**WHAT YOU WILL DO:** Starting with the line that contains "like x=224, y=497." and going on through the line that contains "x=130, y=253", render only those lines of the items below as a numbered list, omitting any blank lines.

**SUPPLIED RECORDS:**

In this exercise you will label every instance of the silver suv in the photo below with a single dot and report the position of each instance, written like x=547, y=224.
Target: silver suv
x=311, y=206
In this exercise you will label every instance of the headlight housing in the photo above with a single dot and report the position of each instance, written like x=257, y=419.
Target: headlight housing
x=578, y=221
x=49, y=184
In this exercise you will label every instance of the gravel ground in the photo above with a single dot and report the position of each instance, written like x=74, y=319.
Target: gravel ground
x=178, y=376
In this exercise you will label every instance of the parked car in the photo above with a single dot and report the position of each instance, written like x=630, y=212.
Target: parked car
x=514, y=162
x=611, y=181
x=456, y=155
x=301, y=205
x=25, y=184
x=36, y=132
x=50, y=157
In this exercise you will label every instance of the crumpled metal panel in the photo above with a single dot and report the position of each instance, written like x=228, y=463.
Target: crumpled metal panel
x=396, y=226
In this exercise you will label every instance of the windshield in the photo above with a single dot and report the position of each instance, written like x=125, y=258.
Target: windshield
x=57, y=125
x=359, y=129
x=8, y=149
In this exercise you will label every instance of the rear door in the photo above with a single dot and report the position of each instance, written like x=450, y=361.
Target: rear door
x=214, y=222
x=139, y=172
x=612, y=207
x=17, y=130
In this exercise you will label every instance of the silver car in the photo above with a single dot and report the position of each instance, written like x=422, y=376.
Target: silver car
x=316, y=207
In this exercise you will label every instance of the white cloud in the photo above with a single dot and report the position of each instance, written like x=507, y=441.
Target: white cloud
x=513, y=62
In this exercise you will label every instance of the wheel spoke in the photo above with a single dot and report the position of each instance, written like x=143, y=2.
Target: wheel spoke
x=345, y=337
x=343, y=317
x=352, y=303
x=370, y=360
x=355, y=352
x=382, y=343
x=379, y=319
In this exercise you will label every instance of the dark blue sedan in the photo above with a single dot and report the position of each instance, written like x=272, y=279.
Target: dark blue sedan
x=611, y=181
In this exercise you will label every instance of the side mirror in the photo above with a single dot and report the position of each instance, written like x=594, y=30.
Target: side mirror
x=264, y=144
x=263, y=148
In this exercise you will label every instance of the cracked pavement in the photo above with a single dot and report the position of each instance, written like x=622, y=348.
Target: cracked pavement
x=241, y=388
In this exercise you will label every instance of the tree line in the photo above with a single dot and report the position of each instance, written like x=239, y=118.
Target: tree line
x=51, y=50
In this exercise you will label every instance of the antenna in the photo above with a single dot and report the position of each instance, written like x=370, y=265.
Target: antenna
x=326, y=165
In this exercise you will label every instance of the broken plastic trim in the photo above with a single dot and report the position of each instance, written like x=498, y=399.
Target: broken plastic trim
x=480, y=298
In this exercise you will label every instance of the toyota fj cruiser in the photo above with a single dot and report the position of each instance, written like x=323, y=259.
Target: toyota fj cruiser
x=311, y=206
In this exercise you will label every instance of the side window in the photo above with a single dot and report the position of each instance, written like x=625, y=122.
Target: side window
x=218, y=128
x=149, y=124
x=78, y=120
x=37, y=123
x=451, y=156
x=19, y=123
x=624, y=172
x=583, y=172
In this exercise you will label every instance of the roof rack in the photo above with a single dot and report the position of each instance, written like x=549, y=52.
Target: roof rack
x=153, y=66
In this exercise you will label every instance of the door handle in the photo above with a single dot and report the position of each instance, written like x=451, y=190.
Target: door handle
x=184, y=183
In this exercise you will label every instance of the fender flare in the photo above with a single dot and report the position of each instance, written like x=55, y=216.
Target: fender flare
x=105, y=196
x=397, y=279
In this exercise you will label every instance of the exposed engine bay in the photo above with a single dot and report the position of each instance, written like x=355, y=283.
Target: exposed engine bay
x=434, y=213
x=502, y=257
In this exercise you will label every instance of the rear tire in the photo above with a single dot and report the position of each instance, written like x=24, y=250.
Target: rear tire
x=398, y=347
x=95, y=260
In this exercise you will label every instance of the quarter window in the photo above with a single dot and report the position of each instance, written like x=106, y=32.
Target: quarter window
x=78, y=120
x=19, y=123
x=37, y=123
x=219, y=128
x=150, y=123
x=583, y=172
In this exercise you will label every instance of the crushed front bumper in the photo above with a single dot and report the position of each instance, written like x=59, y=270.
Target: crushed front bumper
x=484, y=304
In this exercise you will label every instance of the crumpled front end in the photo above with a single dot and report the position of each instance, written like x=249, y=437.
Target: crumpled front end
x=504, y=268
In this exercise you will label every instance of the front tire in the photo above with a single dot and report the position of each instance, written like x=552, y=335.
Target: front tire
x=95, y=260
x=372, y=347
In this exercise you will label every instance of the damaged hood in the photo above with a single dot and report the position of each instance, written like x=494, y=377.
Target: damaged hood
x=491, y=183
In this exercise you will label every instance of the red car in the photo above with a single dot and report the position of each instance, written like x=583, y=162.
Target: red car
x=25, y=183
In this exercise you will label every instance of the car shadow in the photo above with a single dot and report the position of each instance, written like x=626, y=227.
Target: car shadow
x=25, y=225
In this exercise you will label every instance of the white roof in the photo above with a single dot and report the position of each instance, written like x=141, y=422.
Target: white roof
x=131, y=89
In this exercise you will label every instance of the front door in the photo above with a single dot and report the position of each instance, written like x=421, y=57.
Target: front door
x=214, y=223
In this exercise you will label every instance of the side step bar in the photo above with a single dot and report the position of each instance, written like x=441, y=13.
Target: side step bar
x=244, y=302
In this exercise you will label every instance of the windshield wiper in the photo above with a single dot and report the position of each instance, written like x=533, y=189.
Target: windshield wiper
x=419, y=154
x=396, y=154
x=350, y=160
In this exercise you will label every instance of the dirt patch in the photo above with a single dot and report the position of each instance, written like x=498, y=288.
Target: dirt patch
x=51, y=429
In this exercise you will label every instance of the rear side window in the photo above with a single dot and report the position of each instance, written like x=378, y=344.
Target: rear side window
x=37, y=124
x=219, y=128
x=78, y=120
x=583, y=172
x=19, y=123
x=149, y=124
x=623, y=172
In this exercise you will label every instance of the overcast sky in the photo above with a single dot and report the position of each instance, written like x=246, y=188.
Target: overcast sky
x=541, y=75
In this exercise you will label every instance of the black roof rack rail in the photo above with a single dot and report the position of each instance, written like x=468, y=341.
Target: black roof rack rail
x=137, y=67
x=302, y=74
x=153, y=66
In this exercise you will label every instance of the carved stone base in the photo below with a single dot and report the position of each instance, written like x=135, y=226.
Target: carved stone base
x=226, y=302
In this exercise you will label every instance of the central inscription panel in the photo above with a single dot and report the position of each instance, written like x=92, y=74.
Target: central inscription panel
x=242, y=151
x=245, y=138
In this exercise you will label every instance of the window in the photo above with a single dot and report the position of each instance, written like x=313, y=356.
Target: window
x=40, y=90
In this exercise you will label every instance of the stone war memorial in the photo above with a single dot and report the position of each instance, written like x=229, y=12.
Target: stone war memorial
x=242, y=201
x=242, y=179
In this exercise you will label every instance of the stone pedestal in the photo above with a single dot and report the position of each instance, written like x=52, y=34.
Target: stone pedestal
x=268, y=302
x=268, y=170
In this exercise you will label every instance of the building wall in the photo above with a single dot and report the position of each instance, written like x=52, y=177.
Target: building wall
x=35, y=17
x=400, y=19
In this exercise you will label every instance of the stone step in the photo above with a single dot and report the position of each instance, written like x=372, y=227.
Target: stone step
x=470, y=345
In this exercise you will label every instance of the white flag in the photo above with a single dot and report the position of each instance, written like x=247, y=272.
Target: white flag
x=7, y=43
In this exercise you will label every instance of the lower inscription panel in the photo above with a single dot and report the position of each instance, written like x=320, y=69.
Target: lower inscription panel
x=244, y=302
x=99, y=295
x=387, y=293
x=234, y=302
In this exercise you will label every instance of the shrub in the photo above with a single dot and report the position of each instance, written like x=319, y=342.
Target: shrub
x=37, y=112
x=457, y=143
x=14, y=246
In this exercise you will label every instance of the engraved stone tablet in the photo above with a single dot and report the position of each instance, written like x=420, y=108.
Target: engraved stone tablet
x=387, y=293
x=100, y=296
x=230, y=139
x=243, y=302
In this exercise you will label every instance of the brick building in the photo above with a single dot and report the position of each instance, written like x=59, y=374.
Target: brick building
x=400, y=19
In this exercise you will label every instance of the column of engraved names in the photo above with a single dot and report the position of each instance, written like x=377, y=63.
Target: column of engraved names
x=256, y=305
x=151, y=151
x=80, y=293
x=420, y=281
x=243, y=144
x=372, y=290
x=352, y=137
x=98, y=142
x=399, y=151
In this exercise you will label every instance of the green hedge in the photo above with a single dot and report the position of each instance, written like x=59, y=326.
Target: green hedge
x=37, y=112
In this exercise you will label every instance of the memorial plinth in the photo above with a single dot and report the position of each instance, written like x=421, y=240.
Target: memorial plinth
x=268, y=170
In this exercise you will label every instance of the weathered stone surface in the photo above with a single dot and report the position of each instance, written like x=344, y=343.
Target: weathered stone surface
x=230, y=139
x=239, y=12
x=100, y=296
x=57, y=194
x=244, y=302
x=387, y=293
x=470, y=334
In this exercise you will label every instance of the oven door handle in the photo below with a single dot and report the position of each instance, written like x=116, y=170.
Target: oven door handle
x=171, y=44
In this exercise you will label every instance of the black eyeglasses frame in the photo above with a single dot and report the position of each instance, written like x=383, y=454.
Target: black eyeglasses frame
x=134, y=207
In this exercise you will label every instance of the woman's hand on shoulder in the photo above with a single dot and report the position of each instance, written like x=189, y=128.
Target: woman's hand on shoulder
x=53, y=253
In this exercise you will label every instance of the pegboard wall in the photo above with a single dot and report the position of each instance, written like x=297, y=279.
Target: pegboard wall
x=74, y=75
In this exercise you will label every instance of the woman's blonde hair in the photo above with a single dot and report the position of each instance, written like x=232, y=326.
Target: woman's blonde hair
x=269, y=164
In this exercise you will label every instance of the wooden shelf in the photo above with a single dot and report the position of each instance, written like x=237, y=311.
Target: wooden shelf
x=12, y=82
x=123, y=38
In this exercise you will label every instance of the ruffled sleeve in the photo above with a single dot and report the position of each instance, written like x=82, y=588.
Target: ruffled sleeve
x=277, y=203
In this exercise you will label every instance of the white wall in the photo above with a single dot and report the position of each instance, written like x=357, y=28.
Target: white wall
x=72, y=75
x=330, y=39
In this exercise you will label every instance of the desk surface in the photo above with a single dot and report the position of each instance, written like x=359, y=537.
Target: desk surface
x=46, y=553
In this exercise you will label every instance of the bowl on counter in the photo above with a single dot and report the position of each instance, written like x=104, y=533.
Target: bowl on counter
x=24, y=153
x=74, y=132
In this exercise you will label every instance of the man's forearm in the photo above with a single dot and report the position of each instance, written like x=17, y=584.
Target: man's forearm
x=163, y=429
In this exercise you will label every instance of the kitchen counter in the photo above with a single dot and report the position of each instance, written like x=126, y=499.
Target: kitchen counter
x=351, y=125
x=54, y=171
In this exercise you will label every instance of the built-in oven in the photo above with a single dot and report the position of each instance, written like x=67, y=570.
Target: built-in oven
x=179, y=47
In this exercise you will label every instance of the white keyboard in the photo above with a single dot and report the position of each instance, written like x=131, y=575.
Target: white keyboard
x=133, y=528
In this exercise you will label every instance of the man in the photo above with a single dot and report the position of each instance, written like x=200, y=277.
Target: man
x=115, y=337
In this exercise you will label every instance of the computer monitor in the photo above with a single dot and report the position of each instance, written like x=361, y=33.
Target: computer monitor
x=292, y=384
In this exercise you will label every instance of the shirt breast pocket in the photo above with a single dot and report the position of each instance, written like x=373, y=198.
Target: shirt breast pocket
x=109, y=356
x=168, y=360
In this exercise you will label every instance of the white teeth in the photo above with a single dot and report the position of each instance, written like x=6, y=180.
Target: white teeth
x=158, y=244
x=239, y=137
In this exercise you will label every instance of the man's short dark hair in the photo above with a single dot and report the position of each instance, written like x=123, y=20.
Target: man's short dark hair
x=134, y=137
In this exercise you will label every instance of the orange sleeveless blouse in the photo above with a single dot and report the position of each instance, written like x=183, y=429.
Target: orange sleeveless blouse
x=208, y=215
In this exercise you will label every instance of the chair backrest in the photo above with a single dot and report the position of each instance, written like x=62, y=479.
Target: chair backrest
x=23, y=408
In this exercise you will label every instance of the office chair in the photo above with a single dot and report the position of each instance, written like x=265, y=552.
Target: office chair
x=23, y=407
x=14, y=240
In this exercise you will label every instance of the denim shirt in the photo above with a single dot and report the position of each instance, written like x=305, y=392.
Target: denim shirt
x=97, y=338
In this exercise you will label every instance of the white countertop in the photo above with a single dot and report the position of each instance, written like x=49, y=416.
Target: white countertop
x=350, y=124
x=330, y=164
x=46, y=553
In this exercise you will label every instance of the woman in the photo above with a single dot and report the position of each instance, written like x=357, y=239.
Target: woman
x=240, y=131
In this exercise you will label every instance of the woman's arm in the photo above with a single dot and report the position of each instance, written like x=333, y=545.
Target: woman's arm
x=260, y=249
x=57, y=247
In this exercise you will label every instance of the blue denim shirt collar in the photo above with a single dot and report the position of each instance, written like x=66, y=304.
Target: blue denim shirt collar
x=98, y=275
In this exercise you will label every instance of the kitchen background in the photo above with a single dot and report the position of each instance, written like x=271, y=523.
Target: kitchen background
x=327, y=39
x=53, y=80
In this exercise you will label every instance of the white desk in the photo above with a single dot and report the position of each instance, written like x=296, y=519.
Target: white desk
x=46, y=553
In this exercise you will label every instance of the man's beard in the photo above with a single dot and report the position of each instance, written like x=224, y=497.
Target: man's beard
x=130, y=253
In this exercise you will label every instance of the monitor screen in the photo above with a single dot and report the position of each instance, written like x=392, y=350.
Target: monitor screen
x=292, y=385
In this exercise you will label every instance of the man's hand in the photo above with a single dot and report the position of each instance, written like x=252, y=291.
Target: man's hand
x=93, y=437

**EXERCISE SOLUTION:**
1. In this exercise you will label every instance of the man's beard in the photo above with a single dot and report the position of each instance, written like x=224, y=497.
2. Target: man's beard
3. x=130, y=253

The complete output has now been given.